Textauszug:
Über das Stück „Der Jazzdirigent“:
(gesehen am 15. März 2006 im Abraxas, Augsburg)

Häufig produziert das Fakstheater Vorführungen für Kinder und Jugendliche. Wir erlebten aber ein von Ute Legner inszeniertes Stück, das eher junge Erwachsene als Zielgruppe anspricht. Eine gewisse Reife und geschichtliche Grundkenntnisse werden vorausgesetzt.
In dem Theaterstück „Der Jazzdirigent“ von Wolfgang Sréter geht es um Paul Weißenberg, einen jungen deutschen Soldaten, und dessen verbotene Leidenschaft - den Jazz.
Paul träumt davon, eines Tages nach Amerika zu gehen und dort Big-Band-Dirigent zu werden. Er stellt sich vor, dort unter dem Namen Paul White Konzerte zu geben und den Beifall seiner begeisterten Fans entgegenzunehmen. Das nötige Können und die Begeisterung dazu hat er, einen Taktstock und einen weißen Anzug auch. Das Einzige, was seinen Träumen im Weg steht, ist Hitler und sein großer Krieg mit hunderten Schlachtschiffen, U-Booten und Flugzeugen, die eine Schiffspassage von Hamburg nach New York City unmöglich machen. Da ihm also an einem schnellen Ende des Krieges gelegen ist, schließt er sich der Widerstandsgruppe um seinen Nachbarn an. Er erklärt sich bereit, die Druckmaschine, mit der der Nachbar Flugblätter hergestellt hat, an einen sicheren Ort zu schaffen, wird jedoch erwischt und ins Gefängnis geworfen, Dort wird er zahllosen Verhören unterzogen, weigert sich jedoch die Namen der Mitglieder der Gruppe zu nennen. Als ihm aber eine Liste mit Namen, die der ebenfalls inhaftierte Nachbar erstellt hat, vorgelegt wird, um sie mit einer Unterschrift zu bestätigen, sieht er darin seine letzte Chance dem sicheren Tod zu entgehen und unterschreibt. Es hilft jedoch nicht; er bleibt weiter inhaftiert.
Am Ende rettet ihn der Zufall. Noch am Abend, bevor die Amerikaner das Gefängnis befreien, werden sämtliche Insassen exekutiert oder besser: abgeschlachtet. Paul entgeht dem Tod nur, weil er in seiner Kellerzelle vergessen wird. Am nächsten Morgen wird er von einem jungen GI befreit. Doch auch nach dem Krieg erfüllt sich sein Traum nicht; statt „Jazzdirigent“ wird er Brückeningenieur.

Deine Aufgaben:
1. Nenne alles, was Paul laut Textauszug für seinen Traum vom Dirigieren bereits hat.
2. Setze den Textauszug über das Stück „Der Jazzdirigent“ im Anschluss an seinen letzten Satz fort.
Das anschließende Material ist eigenständig und gehört nicht zum Textauszug.

Ausgangsdaten:
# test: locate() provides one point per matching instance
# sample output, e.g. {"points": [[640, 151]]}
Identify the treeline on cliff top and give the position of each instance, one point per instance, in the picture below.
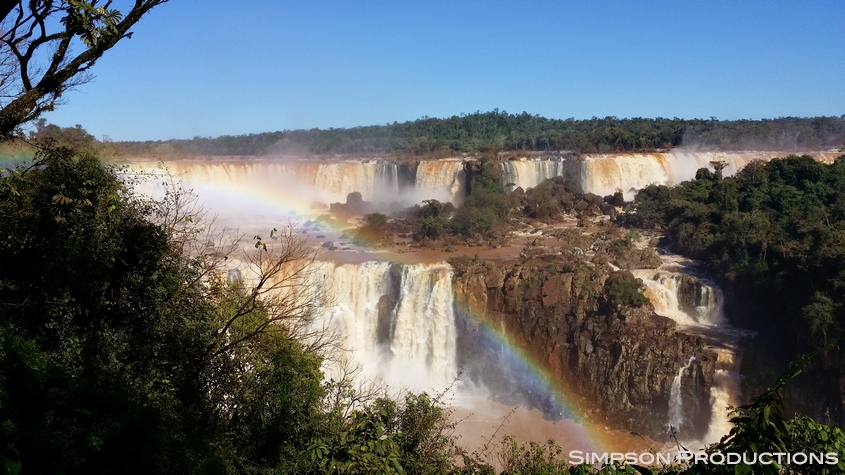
{"points": [[123, 351], [501, 131], [774, 235]]}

Antworten je Aufgabe:
1. das nötige Können, die Begeisterung, einen Taktstock, einen weißen Anzug

2.
Das Stück ist schlicht inszeniert. Eine einzige Schauspielerin (Karla Andrä) erzählt als Nichte der Hauptfigur Pauls Geschichte und spielt die jeweilige Handlung pantomimisch nach. Das Geschehen wird von zwei Musikern (Josef Holzhauser und Uli Fiedler) untermalt; natürlich spielen sie Jazz. Als Kulisse dienen nur einige Instrumentenkoffer. Dadurch fehlt es dem Stück zwar ein bisschen an sichtbarer Action. Die hervorragende schauspielerische Leistung Karla Andräs gleicht dies jedoch wieder aus. Die Wirkung der deprimierenden Handlung wird nicht mit realistisch-fotografischen Bühnenmitteln erzielt, sondern mit einem meditativen Spielraum, der Platz für eigene Vorstellungen und individuelles Empfinden beim Zuschauen lässt. Wir verließen das Theater tief beeindruckt.

(Lukas Heger, Klasse 9N)



   
  Karla Andrä erzählt vor total schwarzem Hintergrund die Geschichte ihres Onkels.   Zwei Musiker untermalen die Geschichte mit Jazzvariationen.
 

   
  Mitunter spielen die Musiker auch kleine Rollen im Stück.   Außer den Instrumenten gibt es auf der Bühne kaum Requisiten zu sehen.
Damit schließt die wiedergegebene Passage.